### [DOCUMENT SEGMENT]

You’ve probably heard so far that an untreated “rotten” tooth can cause a bigger internal problem in the body. Many dentists will confirm as there is a strong bond between the health of the internal organs and the health of the teeth. Healthy teeth mean a healthy body.
Here’s an example. The lower and upper incisors are linked to the kidneys, the ears, and the bladder. The canine teeth are connected to the liver and the gallbladder.
Experts say that the molars are linked to the spleen, pancreas, and the stomach, while the premolars reflect the state of the lungs. The wisdom teeth are connected to the small intestine and the heart.
But even though the a tooth that hasn’t been treated on time can cause problems, it doesn’t mean that all damages in the body were caused by the teeth. It’s vital to pay your doctor and your dentist a regular visit, just in case. It’s also important to know how each tooth is connected to each organ.

### [DATA LISTING]

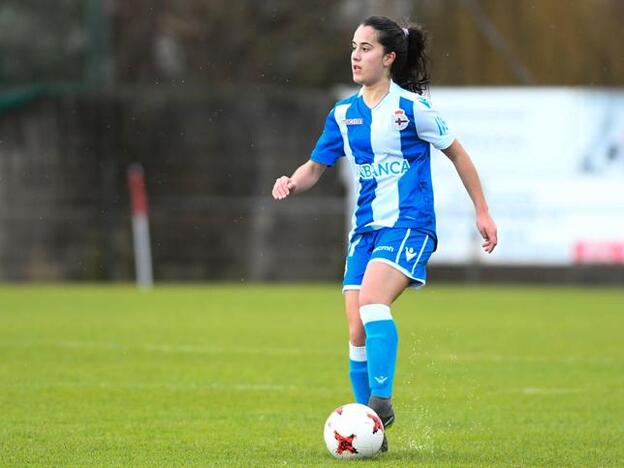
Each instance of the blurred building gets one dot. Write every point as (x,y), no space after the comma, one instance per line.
(216,99)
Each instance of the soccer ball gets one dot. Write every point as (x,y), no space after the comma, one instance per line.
(353,431)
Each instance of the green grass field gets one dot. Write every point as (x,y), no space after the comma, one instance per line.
(245,376)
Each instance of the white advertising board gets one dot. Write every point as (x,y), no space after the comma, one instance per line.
(551,161)
(552,164)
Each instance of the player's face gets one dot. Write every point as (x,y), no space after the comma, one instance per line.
(369,63)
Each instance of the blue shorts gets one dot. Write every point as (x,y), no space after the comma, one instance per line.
(404,249)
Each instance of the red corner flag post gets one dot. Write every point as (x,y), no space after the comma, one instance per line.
(140,227)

### [REQUIREMENT 1]
Using the text above on teeth and body organs, say whether each statement agrees with it. Answer yes or no for each, and quote the words from the text that decide it.
(a) The canine teeth are linked to the liver and the gallbladder.
(b) The premolars reflect the state of the heart.
(c) All damage in the body is caused by the teeth.
### [REQUIREMENT 2]
According to the text above on teeth and body organs, which organs are the wisdom teeth connected to?

### [ANSWER SPACE 1]
(a) Yes: "The canine teeth are connected to the liver and the gallbladder."
(b) No: "the premolars reflect the state of the lungs."
(c) No: "it doesn’t mean that all damages in the body were caused by the teeth."

### [ANSWER SPACE 2]
The small intestine and the heart.